So as far as I understand, the uncore bus (at least at the time RDRAND/RDSEED was designed) is a single-transaction bus; once a read transaction has been accepted by the bus the bus is locked until the reply is sent (like PCI.) As such, the RNG unit simply doesn't have to option of not returning a response without holding the whole uncore bus locked. However, I believe that if another core is waiting for the bus, that request will be served before the other core can return for more.

If the RNG bit source is crippled for some reason to the point of being near failure, it is certainly possible for a livelock to happen, but at least as far as I understand the likelihood of that happening enough to cause 16 failures in a row is so close to a total failure that it might be as well treated as one.

*Any* security sensitive application that doesn't take total RNG failure into account is fundamentally broken. *Any* hardware random number generator is inherently an analog device, and as such has a nonzero probability of failure. It has an integrity monitor, but all it can do is say "no" and not credit entropy, thereby slowing down and eventually stopping the unit (even RDRAND has a minimum seeding frequency guarantee, unlike /dev/urandom.)
  
Dave Hansen Jan. 29, 2024, 10:18 p.m. UTC | #14
On 1/29/24 13:33, Kirill A. Shutemov wrote:
>> Let's assume buggy userspace exists.  Is that userspace *uniquely*
>> exposed to a naughty VMM or is that VMM just added to the list of things
>> that can attack buggy userspace?
> This is good question.
> 
> VMM has control over when a VCPU gets scheduled and on what CPU which
> gives it tighter control over the target workload. It can make a
> difference if there's small window for an attack before RDRAND is
> functional again.

This is all a bit too theoretical for my taste.  I'm fine with doing
some generic mitigation (WARN_ON_ONCE(hardware_is_exhausted)), but we're
talking about a theoretical attack with theoretical buggy software when
in a theoretically unreachable hardware state.

Until it's clearly much more practical, we have much bigger problems to
worry about.
  
H. Peter Anvin Jan. 29, 2024, 11:32 p.m. UTC | #15
On January 29, 2024 2:18:50 PM PST, Dave Hansen <dave.hansen@intel.com> wrote:
>On 1/29/24 13:33, Kirill A. Shutemov wrote:
>>> Let's assume buggy userspace exists.  Is that userspace *uniquely*
>>> exposed to a naughty VMM or is that VMM just added to the list of things
>>> that can attack buggy userspace?

- Entries provided:

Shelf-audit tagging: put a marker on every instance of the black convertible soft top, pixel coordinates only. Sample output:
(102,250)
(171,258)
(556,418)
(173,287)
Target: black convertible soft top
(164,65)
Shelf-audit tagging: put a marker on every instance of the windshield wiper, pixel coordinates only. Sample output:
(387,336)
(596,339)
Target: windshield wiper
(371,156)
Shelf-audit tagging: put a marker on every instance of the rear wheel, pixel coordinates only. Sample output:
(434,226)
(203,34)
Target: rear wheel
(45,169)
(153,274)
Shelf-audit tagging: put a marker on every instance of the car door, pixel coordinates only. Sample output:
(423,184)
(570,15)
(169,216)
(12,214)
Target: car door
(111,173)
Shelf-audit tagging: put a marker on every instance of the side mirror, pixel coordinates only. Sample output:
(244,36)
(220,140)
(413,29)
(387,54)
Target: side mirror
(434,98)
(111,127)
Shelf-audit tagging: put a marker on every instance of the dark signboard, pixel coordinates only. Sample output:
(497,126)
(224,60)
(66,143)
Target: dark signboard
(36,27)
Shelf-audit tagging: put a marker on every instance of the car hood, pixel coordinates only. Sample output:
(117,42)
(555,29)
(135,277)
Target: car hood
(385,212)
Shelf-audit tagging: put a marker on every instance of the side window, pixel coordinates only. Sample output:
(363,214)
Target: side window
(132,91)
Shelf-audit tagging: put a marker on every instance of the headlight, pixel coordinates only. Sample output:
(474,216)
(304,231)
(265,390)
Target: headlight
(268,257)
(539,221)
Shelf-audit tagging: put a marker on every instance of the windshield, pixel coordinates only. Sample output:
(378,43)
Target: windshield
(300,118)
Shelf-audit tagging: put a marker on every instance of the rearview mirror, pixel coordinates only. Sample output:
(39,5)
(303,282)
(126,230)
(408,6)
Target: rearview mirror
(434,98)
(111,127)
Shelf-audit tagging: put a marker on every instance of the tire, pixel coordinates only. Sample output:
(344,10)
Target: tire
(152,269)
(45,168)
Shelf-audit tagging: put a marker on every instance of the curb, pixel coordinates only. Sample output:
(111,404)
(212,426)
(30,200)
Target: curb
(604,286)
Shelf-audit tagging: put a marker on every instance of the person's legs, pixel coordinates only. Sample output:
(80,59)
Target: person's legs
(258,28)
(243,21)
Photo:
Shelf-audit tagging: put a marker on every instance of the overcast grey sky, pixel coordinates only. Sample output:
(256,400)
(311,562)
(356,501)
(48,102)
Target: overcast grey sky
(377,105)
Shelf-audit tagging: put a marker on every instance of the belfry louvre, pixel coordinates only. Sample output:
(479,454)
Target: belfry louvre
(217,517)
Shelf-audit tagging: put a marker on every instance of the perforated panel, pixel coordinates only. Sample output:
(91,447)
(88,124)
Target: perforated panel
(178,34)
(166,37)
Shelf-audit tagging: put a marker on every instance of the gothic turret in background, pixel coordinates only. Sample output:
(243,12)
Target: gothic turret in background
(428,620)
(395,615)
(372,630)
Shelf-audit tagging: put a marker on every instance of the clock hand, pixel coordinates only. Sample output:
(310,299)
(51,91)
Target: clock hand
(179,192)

- Stated goal 1:
In the RDRAND thread, rewrite the paragraph beginning "*Any* security sensitive application" as a short bulleted list that keeps its main facts.
- Stated goal 2:
Rewrite the passage of the RDRAND thread between "This is all" and "unreachable hardware state.", inclusive, changing "buggy software" to "faulty software".
- Stated goal 3:
Answer these questions from the RDRAND thread:
(a) What kind of bus is the uncore bus said to be, at least when RDRAND/RDSEED was designed?
(b) How many failures in a row are said to be so unlikely that they might as well be treated as total failure?
(c) What generic mitigation does Dave Hansen say he is fine with?

- Task output 1:
- A security-sensitive application that does not account for total RNG failure is fundamentally broken.
- Every hardware random number generator is inherently analog, so its probability of failure is never zero.
- Its integrity monitor can only refuse to credit entropy, which slows the unit and eventually stops it.
- Unlike /dev/urandom, RDRAND guarantees a minimum seeding frequency.

- Task output 2:
This is all a bit too theoretical for my taste.  I'm fine with doing
some generic mitigation (WARN_ON_ONCE(hardware_is_exhausted)), but we're
talking about a theoretical attack with theoretical faulty software when
in a theoretically unreachable hardware state.

- Task output 3:
(a) A single-transaction bus.
(b) 16.
(c) WARN_ON_ONCE(hardware_is_exhausted).